### Entries supplied
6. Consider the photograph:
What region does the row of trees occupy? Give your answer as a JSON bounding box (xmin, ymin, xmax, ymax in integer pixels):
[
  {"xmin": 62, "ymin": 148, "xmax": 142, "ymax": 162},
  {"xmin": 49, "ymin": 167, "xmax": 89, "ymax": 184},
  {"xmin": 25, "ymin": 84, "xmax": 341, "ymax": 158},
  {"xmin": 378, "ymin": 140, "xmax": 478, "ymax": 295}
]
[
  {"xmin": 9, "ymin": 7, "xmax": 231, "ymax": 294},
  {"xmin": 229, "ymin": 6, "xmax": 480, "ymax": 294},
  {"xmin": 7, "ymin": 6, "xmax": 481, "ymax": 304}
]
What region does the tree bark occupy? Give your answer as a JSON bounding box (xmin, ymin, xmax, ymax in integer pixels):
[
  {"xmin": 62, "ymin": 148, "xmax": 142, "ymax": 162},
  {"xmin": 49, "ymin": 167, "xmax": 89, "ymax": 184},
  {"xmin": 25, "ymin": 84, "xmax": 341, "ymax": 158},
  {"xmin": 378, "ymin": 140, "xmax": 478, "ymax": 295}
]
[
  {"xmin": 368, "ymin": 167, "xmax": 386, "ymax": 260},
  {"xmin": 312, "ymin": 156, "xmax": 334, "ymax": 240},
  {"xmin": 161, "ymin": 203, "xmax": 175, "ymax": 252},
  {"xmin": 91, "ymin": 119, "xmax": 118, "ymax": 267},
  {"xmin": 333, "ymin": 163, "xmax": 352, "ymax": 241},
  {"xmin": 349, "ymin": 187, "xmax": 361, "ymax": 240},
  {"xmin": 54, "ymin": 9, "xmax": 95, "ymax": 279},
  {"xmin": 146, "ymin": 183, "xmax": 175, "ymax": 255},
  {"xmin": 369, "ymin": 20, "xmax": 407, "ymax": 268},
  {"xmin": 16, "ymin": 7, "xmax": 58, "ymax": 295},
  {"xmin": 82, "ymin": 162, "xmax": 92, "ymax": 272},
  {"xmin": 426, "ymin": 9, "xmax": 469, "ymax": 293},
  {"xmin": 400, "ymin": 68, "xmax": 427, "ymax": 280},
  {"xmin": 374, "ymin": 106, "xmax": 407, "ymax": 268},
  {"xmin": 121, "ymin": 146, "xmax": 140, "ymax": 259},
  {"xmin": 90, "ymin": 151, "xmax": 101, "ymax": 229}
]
######
» Task brief
For this exercise, retype each entry from above exactly as it stands.

» Completed task
6. Consider the photograph:
What region does the row of trees occupy? Give your answer as a JSON bounding box (xmin, ymin, xmax, ymax in integer pixels):
[
  {"xmin": 62, "ymin": 148, "xmax": 142, "ymax": 162},
  {"xmin": 49, "ymin": 167, "xmax": 89, "ymax": 184},
  {"xmin": 25, "ymin": 84, "xmax": 341, "ymax": 158},
  {"xmin": 378, "ymin": 140, "xmax": 478, "ymax": 295}
]
[
  {"xmin": 9, "ymin": 7, "xmax": 231, "ymax": 294},
  {"xmin": 229, "ymin": 6, "xmax": 480, "ymax": 294},
  {"xmin": 7, "ymin": 6, "xmax": 481, "ymax": 304}
]
What region does the tree bark occupy? Give your answer as a JSON bounding box (xmin, ymin, xmax, ymax in integer pixels):
[
  {"xmin": 62, "ymin": 148, "xmax": 142, "ymax": 162},
  {"xmin": 49, "ymin": 167, "xmax": 89, "ymax": 184},
  {"xmin": 25, "ymin": 84, "xmax": 341, "ymax": 158},
  {"xmin": 378, "ymin": 140, "xmax": 478, "ymax": 295}
]
[
  {"xmin": 368, "ymin": 167, "xmax": 386, "ymax": 260},
  {"xmin": 312, "ymin": 156, "xmax": 334, "ymax": 240},
  {"xmin": 161, "ymin": 203, "xmax": 175, "ymax": 252},
  {"xmin": 91, "ymin": 119, "xmax": 118, "ymax": 267},
  {"xmin": 333, "ymin": 163, "xmax": 352, "ymax": 241},
  {"xmin": 349, "ymin": 187, "xmax": 361, "ymax": 240},
  {"xmin": 54, "ymin": 9, "xmax": 95, "ymax": 279},
  {"xmin": 146, "ymin": 183, "xmax": 175, "ymax": 255},
  {"xmin": 369, "ymin": 20, "xmax": 407, "ymax": 268},
  {"xmin": 16, "ymin": 7, "xmax": 58, "ymax": 295},
  {"xmin": 82, "ymin": 162, "xmax": 92, "ymax": 272},
  {"xmin": 426, "ymin": 9, "xmax": 469, "ymax": 293},
  {"xmin": 400, "ymin": 68, "xmax": 427, "ymax": 280},
  {"xmin": 374, "ymin": 106, "xmax": 407, "ymax": 268},
  {"xmin": 121, "ymin": 146, "xmax": 140, "ymax": 259},
  {"xmin": 90, "ymin": 151, "xmax": 101, "ymax": 229}
]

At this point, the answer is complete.